◆ TEXTO FORNECIDO:
Lavando a roupa suja

O dramaturgo Tony Kushner fala sobre o contundente "Caroline ou Troco", musical que tem com como protagonista uma empregada doméstica negra

PAUL TAYLOR

Estreou recentemente no West End de Londres um musical no qual a heroína é verde. Agora, está pronto a estrear no National Theatre um musical em que a heroína é negra. "Caroline, or Change" [Caroline ou Troco] é um trabalho infinitamente mais ousado do que "Wicked" [Perversa].
Neste último, a cor que distingue a futura Bruxa Malvada do Oeste é usada como símbolo de qualquer espécie de "diferença" que faça com que uma maioria trate mal as suas minorias. Assim, no material publicitário, há uma citação de um espectador que vê, na experiência da heroína, "a história da experiência afro-americana nos EUA".
Mas essa percepção é questionável porque o tom de pele da heroína parece ser exclusivo dela, enquanto ser negro nos EUA é fazer parte de uma comunidade que seria insultuoso retratar como monolítica.
Tal como "Caroline ou Troco" reconhece e dramatiza, existem diferenças de opinião sobre que métodos empregar para promover mudanças.
A ação se passa em 1963, na Louisiana, e conta a história em parte autobiográfica do relacionamento entre um menino judeu, cuja mãe morreu e cujo pai havia se casado de novo pouco tempo antes, e Caroline, a empregada negra que cuida da lavanderia para a família. "Change", no título, é um trocadilho, pois se refere tanto a mudança quanto às moedas que o menino esquece nos bolsos, para grande irritação de sua madrasta nova-iorquina.

Truque astucioso
Ela propõe um jogo segundo o qual Caroline pode ficar com qualquer moeda que encontre nos bolsos do menino. É um truque astucioso, ainda que talvez haja propósitos mais sombrios do que a madrasta percebe, e não parece propício à promoção de um relacionamento melhor entre os privilegiados e os excluídos, os brancos e os negros.

◆ TAREFA PROPOSTA: Pode imprimir sem alterações o trecho do texto acima sobre o musical "Caroline ou Troco", começando em "A ação se passa" e terminando em "sua madrasta nova-iorquina."?

◆ LINHAS DE DADOS:

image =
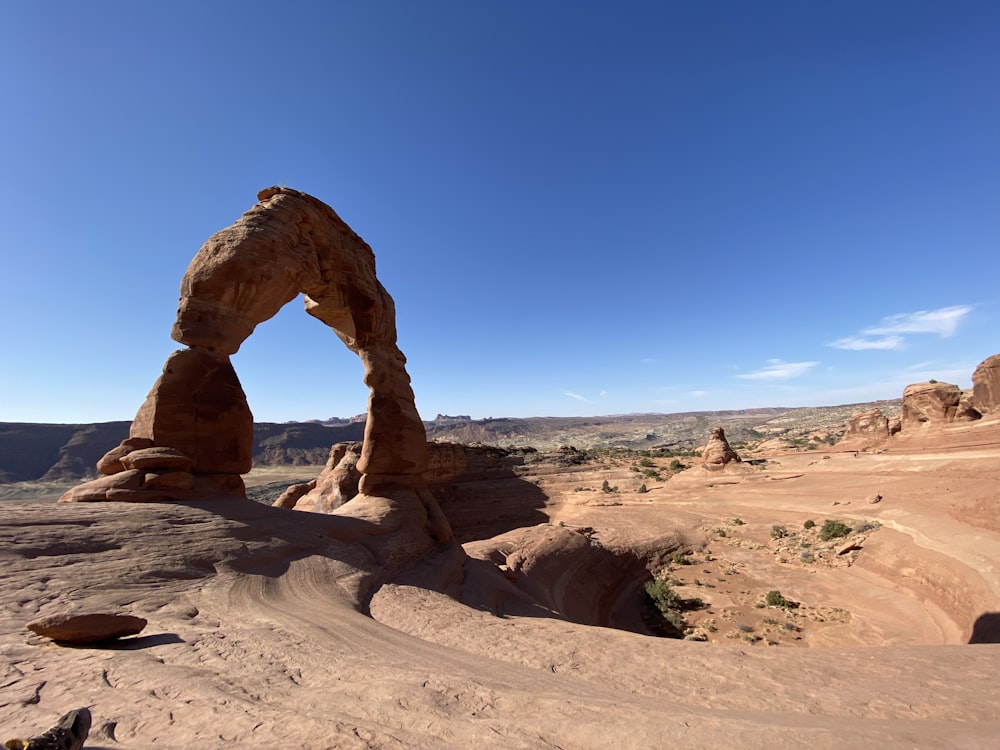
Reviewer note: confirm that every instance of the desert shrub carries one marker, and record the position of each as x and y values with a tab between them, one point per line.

◆ RESPOSTA À TAREFA:
A ação se passa em 1963, na Louisiana, e conta a história em parte autobiográfica do relacionamento entre um menino judeu, cuja mãe morreu e cujo pai havia se casado de novo pouco tempo antes, e Caroline, a empregada negra que cuida da lavanderia para a família. "Change", no título, é um trocadilho, pois se refere tanto a mudança quanto às moedas que o menino esquece nos bolsos, para grande irritação de sua madrasta nova-iorquina.